▶ Excerpt
Martin Luther King III applauds youth anti-violence movement and urges reform

Whenever something critical takes place that affects Black Americans, people always seem to ask, “What would Martin Luther King think about this?”
 
It’s usually asked with disdain and happens when someone or some group does something cringe-worthy.
 
But today, 50 years from the day King was assassinated in Memphis, Martin Luther King III says his father would be proud of the activism erupting today among young people to protest law enforcement killings of unarmed Black men, sexual harassment and abuse, gun violence and more.
 
“I’m grateful … to all those who have worked so hard to carry forward my father’s unfinished work, which continues today in many different forms, including the Me Too, March for Our Lives and Black Lives Matter movements,” King writes in an opinion piece for the New York Daily News.
 
Under the headline “I miss my father, Martin Luther King Jr., but he would have been proud of the explosion of youth activism today,” the younger King makes reference to last month’s March For Our Lives nationwide protest against gun violence and its heavy teen presence.

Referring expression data
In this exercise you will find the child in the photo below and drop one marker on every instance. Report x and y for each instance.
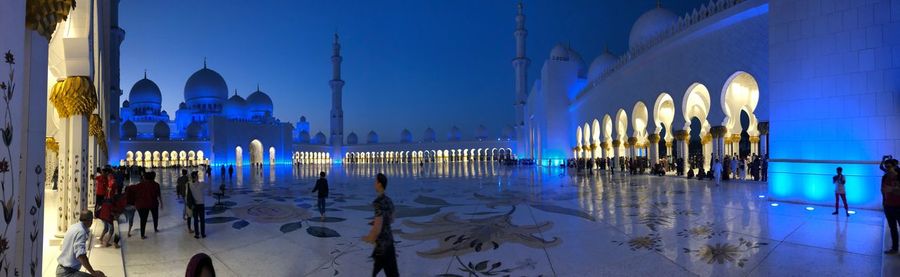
(839, 192)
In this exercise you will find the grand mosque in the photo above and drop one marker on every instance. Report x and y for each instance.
(810, 85)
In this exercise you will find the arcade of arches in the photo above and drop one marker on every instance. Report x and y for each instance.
(164, 158)
(431, 156)
(740, 133)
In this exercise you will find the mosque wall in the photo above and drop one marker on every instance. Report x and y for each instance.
(708, 53)
(227, 135)
(835, 97)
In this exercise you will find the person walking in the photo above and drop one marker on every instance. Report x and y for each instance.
(196, 194)
(717, 172)
(322, 188)
(100, 185)
(890, 195)
(384, 255)
(148, 201)
(130, 196)
(839, 191)
(181, 189)
(73, 251)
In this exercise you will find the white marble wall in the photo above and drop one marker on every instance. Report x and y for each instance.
(835, 101)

▶ Work to complete
Carry on the article about Martin Luther King III and youth activism from the point where it stops. The items above are independent material and have no connection to the article.

▶ Answer for the task
Young people taking the lead

 
“I’m sure my father would applaud the explosion of youth activism that has emerged in response to the gun violence pandemic,” he continues. “I’m certain my parents would agree it is gratifying to see young people leading social change projects in a multiracial coalition. They would also be encouraged that these young people are registering and educating voters in this extremely important election year.”
 
The younger King, a human rights activist, also uses the Daily News platform to urge stronger gun reforms and applauds the laws that have been passed in the wake of the Valentine’s Day mass shooting at Stoneman Douglas High School that left 17 dead.
 

Gun reform

“We should also be open to additional reforms, including some of the high-tech proposals like requiring microchips in future guns not owned by the military, which can disable the weapon in certain areas,” King suggests. “With this technology, it’s possible that digitized “safe zones” can be established in schools.”
 
Sharing the sentiments of his late father, King also encourages in the piece that America embrace a ” ‘culture of nonviolence’ that nurtures peaceful values and a broad range of policies and projects to reduce violence.” This can be pushed forward, he says, through energetic voter registration drives.
 
The son of the late civil rights leader and minister concludes, “Fifty years after his assassination, I look forward to the future, not with sadness and despair, but with a growing sense of optimism that we can, indeed, create a culture of nonviolence in America and worldwide—for this is how we can realize his dream.”